Exercise instructions. Reproduce the data below in full, substituting "point" for each occurrence of "marker" and leaving everything else unchanged.

Supplied entries.
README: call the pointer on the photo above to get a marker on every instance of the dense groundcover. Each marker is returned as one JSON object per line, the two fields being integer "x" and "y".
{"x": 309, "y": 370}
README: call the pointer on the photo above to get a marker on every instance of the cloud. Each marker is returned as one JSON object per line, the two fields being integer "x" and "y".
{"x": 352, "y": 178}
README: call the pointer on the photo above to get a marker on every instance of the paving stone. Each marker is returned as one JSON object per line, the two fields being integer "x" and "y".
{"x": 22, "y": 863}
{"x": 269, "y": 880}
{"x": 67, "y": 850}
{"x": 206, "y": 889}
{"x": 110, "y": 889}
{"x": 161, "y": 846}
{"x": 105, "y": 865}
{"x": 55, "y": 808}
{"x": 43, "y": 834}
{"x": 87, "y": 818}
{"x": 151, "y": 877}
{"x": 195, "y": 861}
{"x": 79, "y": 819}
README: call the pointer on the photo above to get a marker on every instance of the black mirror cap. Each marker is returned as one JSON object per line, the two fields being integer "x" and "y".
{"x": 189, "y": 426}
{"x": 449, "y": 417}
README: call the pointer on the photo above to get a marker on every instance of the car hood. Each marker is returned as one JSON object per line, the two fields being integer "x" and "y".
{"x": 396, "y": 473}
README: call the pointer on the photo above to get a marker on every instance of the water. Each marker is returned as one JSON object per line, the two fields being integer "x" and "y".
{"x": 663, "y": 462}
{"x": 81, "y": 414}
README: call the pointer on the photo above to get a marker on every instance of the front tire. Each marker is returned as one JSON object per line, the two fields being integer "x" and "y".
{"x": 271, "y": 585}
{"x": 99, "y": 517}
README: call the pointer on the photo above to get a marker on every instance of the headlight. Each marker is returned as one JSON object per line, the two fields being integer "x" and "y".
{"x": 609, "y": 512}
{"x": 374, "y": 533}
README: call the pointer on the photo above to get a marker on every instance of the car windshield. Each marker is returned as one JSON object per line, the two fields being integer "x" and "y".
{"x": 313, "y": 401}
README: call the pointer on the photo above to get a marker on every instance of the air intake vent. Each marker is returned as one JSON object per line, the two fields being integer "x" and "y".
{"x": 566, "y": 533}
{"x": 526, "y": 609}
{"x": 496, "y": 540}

Final result.
README: call the pointer on the photo above to get a point on every instance of the dense groundcover. Each point is returned as one JSON object per line, the two fields being integer "x" and "y".
{"x": 309, "y": 370}
README: call the pointer on the photo above to get a point on every instance of the cloud. Each point is returned as one JSON object per line, the two fields being integer "x" and "y".
{"x": 352, "y": 178}
README: call the pointer on the photo above to get a point on every instance of the paving stone. Each point is returned as one JSON object per line, the two fields being integer "x" and "y".
{"x": 22, "y": 863}
{"x": 269, "y": 880}
{"x": 67, "y": 850}
{"x": 206, "y": 889}
{"x": 110, "y": 889}
{"x": 161, "y": 846}
{"x": 105, "y": 865}
{"x": 55, "y": 808}
{"x": 43, "y": 834}
{"x": 87, "y": 818}
{"x": 151, "y": 877}
{"x": 195, "y": 861}
{"x": 79, "y": 819}
README: call the pointer on the photo above to get a point on every instance of the black mirror cap. Each point is returned as one JSON object per line, the two fields being integer "x" and "y".
{"x": 189, "y": 426}
{"x": 449, "y": 417}
README: call the pointer on the photo above to get a point on every instance of the car hood. Each point is returned as one JSON object per line, the two fields being integer "x" and "y".
{"x": 396, "y": 473}
README: call the pointer on the photo above to get a point on every instance of the water. Each point is returned as one JSON object per line, the two fields being integer "x" and "y".
{"x": 663, "y": 462}
{"x": 81, "y": 414}
README: call the pointer on the photo above to get a point on every instance of the front tire. Each point is returned as one JSON object per line, the two fields being integer "x" and "y".
{"x": 271, "y": 585}
{"x": 99, "y": 517}
README: call the pointer on the photo above to get a point on every instance of the headlight. Each point is returned as one JSON object per line, the two fields being integer "x" and "y".
{"x": 609, "y": 512}
{"x": 374, "y": 533}
README: call the pointer on the photo above to get a point on every instance of the car windshield. Each point is returned as one JSON object per line, the two fields being integer "x" and "y".
{"x": 313, "y": 401}
README: call the pointer on the photo above to get a point on every instance of the air intake vent. Each point is returned as one JSON object per line, the two fields being integer "x" and "y".
{"x": 566, "y": 533}
{"x": 526, "y": 609}
{"x": 496, "y": 540}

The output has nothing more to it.